_Brief_
Reproduce each of the entries that follow, exactly.

Stored data
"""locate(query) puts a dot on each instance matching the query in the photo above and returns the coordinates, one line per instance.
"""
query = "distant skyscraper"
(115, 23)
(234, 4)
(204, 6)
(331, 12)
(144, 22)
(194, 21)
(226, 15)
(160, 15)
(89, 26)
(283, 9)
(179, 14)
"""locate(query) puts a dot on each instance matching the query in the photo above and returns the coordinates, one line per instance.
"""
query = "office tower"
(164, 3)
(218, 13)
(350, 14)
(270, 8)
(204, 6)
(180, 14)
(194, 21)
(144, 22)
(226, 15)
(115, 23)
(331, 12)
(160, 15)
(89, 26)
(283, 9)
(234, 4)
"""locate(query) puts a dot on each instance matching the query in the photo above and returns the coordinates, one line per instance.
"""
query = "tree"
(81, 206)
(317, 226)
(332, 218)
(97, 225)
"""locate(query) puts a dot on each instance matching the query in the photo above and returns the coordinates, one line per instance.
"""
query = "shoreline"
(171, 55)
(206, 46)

_Result for this exercise_
"""locate(query) puts a dot on each instance matching the query in the photo above and returns the coordinates, one line per instance.
"""
query = "distant skyscraper"
(115, 23)
(234, 4)
(204, 6)
(331, 12)
(144, 22)
(194, 21)
(226, 15)
(160, 15)
(89, 26)
(283, 9)
(179, 14)
"""locate(query) puts a dot on each instance matching the query in the photo above and returns the coordinates, one line per instance.
"""
query = "office tower"
(164, 3)
(218, 13)
(350, 14)
(270, 8)
(204, 6)
(180, 14)
(194, 21)
(144, 22)
(226, 15)
(115, 23)
(331, 12)
(160, 15)
(89, 26)
(283, 9)
(234, 4)
"""locate(query) puts a dot on each instance matching the query in the photo above and returns the coordinates, one line per instance.
"""
query = "tree"
(81, 206)
(317, 226)
(332, 218)
(97, 225)
"""locate(query) puts a dot on each instance matching the query in the photo above and returns the coordinates, one line per instance.
"""
query = "shoreline"
(171, 55)
(206, 46)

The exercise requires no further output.